*PROVIDED PASSAGE*:

# As the big day approaches ~ The Supreme Show!



## Aurelia (Apr 29, 2010)

***********
The Supreme Show

***********​
1.) Are you attending?

2.) Are you entering any of your kitties?

3.) If so what are their names and breed so we can look out for them? 

4.) Are you excited?

5.) Are you looking forward to the trade stands, and are you looking for anything specific?

6.) Are you taking your own packup? :lol:

Anyfing eeeeeelse? *said in best Little Britain shop owner voice*


----------



## Aurelia (Apr 29, 2010)

Aurelia said:


> ***********
> The Supreme Show
> 
> ***********​
> ...


Gosh I am sooooooo flipping excited  I am also looking forward to hopefully seeing a few special people there too ... You know who you are  but I'd love to know who else is definately going so I can add to my special people list 

I'll be going equipped with my camera


----------



## Cleo38 (Jan 22, 2010)

LOL, can see your excited - 2 posts at this time in the morning already!!! 

Have just had a look at the link - what stunning cats.

Unfortunately I won't be going  but hope you have a fantatstic day


----------



## Aurelia (Apr 29, 2010)

Moi? 

Thanks  Shame you aren't coming though


----------



## billyboysmammy (Sep 12, 2009)

> 1.) Are you attending?


 I hope so!



> 2.) Are you entering any of your kitties?


 No



> 3.) If so what are their names and breed so we can look out for them?


 N/a



> 4.) Are you excited?


 Very I love the Supreme!



> 5.) Are you looking forward to the trade stands, and are you looking for anything specific?

*WHAT TO DO*:
1. In the Supreme Show thread, what does Aurelia say she will have with her when she goes?
2. Using the Supreme Show thread, explain how Cleo38 can tell that Aurelia is excited.
3. Carry on the Supreme Show thread from the point where it stops.
The data listing that comes next is separate material with no connection to the thread.

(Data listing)
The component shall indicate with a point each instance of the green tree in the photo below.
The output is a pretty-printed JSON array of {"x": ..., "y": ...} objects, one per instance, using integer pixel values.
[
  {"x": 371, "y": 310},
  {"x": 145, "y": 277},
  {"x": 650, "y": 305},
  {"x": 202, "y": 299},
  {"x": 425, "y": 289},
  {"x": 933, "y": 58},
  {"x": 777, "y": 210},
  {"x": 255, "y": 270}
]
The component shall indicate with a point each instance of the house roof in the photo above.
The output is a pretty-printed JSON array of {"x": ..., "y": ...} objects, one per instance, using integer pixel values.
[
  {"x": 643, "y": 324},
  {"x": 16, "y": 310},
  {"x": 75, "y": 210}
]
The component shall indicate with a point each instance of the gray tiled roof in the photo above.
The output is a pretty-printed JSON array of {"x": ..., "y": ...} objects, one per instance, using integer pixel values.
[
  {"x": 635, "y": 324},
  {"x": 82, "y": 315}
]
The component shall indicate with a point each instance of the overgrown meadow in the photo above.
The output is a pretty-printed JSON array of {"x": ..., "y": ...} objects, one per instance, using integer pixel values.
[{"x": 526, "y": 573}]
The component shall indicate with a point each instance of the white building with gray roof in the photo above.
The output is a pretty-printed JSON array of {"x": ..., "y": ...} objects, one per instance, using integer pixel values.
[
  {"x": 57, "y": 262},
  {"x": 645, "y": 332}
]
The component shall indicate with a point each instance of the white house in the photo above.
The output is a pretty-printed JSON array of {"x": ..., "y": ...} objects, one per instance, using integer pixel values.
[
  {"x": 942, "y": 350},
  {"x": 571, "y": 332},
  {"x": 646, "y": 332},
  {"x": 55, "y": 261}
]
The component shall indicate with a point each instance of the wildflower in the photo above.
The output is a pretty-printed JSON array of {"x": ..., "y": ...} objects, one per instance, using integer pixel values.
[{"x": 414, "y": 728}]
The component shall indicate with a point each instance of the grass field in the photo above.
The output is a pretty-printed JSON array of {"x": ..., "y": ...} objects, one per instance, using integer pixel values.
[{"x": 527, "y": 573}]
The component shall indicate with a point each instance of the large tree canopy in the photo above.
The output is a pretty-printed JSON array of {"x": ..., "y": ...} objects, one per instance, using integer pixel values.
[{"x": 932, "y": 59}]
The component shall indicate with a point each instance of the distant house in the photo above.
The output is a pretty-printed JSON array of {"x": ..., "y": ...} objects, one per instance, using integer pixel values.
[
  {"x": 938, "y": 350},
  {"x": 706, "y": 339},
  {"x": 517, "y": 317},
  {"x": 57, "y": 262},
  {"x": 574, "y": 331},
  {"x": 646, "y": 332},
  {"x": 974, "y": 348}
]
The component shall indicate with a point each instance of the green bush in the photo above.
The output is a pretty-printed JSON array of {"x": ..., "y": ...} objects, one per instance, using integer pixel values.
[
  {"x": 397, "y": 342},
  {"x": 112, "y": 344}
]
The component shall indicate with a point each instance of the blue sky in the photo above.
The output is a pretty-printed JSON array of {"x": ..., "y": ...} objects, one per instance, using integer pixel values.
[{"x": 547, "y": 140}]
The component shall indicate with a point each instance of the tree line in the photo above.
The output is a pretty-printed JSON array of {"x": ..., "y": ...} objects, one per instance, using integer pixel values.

*TASK ANSWERS*:
1. Her camera.

2. Cleo38 notes that Aurelia has already made two posts this early in the morning.

3.
 All the trade stands



> 6.) Are you taking your own packup? :lol:


 Yep, I learnt after the fist time round, how crappy and expensive the food was. I can do crappy from home and pay a lot less!



> Anyfing eeeeeelse? *said in best Little Britain shop owner voice*


 I'll see you there!


----------



## Steverags (Jul 19, 2010)

> 1.) Are you attending?


Yes



> 2.) Are you entering any of your kitties?


2 of them



> 3.) If so what are their names and breed so we can look out for them?


Bobby and Mia, Ragdolls, in the Semi Longhair section



> 4.) Are you excited?


Oh yes, really looking forward too the 4.30am start:eek6:



> 6.) Are you taking your own packup?


No, I'm stewarding so will get food with the judges



> Anyfing eeeeeelse? *said in best Little Britain shop owner voice


I will be one of the guys in a Cat Planet shirt, stewarding in Ring 2.


----------



## hobbs2004 (Mar 12, 2010)

> 1.) Are you attending?


Oh yes!



> 2.) Are you entering any of your kitties?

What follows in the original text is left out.